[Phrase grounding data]
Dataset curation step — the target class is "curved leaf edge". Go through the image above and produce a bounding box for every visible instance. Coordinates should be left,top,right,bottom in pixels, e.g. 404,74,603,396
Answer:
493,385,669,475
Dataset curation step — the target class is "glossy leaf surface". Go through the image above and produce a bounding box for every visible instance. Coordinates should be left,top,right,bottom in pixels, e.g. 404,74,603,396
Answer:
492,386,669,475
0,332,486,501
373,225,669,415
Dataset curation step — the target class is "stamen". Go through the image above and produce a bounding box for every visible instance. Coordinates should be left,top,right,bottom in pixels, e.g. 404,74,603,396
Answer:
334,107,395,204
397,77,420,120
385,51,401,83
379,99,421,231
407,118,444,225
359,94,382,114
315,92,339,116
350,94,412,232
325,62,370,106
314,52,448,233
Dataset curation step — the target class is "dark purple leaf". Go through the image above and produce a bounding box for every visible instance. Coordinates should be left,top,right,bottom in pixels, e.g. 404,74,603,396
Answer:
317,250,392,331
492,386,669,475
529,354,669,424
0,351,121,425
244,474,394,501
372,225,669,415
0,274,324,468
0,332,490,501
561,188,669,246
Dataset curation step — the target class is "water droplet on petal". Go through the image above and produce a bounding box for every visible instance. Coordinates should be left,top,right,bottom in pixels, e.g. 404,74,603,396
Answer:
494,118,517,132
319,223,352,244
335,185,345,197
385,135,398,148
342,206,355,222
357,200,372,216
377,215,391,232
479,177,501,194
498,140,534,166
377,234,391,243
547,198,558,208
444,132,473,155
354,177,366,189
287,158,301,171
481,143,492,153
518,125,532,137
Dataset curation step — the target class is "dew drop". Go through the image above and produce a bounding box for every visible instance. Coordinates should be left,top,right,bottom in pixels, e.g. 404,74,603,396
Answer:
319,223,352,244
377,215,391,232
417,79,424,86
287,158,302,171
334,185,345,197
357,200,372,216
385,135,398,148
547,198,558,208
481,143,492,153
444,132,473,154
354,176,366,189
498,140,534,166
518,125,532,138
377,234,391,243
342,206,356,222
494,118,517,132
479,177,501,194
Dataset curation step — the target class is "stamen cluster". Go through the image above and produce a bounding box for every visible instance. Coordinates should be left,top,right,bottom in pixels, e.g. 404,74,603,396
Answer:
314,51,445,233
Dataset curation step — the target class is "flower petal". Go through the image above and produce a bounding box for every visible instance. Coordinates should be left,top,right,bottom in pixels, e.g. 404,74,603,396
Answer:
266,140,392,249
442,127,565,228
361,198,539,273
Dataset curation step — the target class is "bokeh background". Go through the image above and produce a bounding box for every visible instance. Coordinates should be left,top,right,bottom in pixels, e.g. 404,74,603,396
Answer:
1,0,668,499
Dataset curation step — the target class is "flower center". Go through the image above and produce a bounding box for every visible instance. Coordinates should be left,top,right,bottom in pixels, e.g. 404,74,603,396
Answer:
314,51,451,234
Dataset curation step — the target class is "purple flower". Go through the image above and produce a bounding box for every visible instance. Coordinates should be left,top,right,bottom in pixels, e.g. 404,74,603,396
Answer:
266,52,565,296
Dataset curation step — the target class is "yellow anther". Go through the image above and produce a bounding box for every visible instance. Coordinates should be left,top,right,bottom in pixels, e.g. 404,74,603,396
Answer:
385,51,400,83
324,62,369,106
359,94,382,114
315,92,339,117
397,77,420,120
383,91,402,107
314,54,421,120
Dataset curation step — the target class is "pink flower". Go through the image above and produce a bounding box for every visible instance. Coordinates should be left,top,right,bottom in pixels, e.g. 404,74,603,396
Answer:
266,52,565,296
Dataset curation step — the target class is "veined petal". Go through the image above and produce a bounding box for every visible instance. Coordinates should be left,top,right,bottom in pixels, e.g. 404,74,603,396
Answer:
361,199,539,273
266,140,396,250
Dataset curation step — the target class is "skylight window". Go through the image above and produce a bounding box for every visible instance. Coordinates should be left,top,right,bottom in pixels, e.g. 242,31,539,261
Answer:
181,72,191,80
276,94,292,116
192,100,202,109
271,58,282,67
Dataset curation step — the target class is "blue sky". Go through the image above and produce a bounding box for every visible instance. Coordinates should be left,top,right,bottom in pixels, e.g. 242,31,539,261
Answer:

WHAT THE TASK REQUIRES:
Each line of the entries that contains "leaf" counts once; state the total as a bare number.

OUTPUT FOR THIS TASK:
3